> Document:
Gavrila (Gabriel) Romanovitch Derzhavin was born in 1743, in a village near the city of Kazan. His father was a low-ranking army officer whose income was a modest pension. His mother belonged to the lower Russian nobility, who owned a small estate, which was more of .a liability than an asset. His father moved about from place to place and died when Gavrila was eleven years old. His mother also died soon afterwards. The boy knew nothing but poverty and unhappiness in his childhood, and when he became an orphan and lived with his mother's relatives, he was treated badly and often beaten.

There were no schools or teachers in the villages in Russia at that time. Derzhavin's first teachers were priests of the Russian church who had no love for Jews. Later, his teacher was a German convict, who was serving a life-sentence at hard labor, a very low character, but the only "educated" man in the area.

At one time during his childhood, Derzhavin lived on an estate, near the town of Disna. Here he made his acquaintance with Dovber Moshe, an ardent follower of Rabbi Schneur Zalman. The boy liked to come to the house of Dovber Moshe, who befriended the orphan and protected him, when the estate owner wanted to punish him for some childish prank. Many years later, when Dovber Moshe moved to Petersburg as a member of the twelve-man committee which Rabbi Schneur Zalman established, and Derzhavin became famous as a poet and man of letters, the two men met, and Derzhavin, remembering the kindnesses 'which his Jewish friend showed him in his childhood, invited Dovber Moshe to his house. Dovber Moshe spoke to Derzhavin about his wrong attitude towards the Jews, but Derzhavin merely answered, "If all Jews were like you, I would certainly not hate, them." This was the kind of attitude that Jew-haters of all times always had. The Jews they knew were nice, but all other Jews were bad . . . .

We have already told you that Empress Catherine II was no friend of the Jews, and, as luck would have it, it was under her reign that many Jews suddenly became her subjects when several provinces of Poland, with large Jewish populations, became part of the Russian empire (after the three partitions of Poland in 1772, 1793 and 1795). We have also told you how Catherine II began to issue orders making the life of the Jews in Russia ever more difficult. Some of the trouble was caused by Russian merchants who were afraid of Jewish competition.

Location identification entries
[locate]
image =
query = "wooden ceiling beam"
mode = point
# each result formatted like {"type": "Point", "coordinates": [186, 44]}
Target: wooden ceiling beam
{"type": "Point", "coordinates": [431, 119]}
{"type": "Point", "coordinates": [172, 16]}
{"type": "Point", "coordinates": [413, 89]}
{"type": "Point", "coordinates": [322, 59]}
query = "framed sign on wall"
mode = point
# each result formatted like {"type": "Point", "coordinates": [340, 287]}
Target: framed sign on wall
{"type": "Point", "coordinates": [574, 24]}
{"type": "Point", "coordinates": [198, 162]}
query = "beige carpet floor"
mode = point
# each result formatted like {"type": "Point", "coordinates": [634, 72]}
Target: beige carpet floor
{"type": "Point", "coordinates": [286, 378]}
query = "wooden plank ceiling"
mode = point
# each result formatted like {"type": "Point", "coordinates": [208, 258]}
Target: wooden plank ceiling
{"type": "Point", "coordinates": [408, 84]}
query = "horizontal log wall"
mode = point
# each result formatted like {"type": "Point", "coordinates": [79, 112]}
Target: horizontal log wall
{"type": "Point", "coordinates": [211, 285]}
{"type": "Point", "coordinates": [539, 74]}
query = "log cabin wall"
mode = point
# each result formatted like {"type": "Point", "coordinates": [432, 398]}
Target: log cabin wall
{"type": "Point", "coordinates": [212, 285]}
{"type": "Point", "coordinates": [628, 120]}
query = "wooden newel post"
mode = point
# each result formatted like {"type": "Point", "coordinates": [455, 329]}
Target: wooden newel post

> Exercise:
According to the passage about Derzhavin, how old was Gavrila when his father died?

> Full solution:
Eleven years old.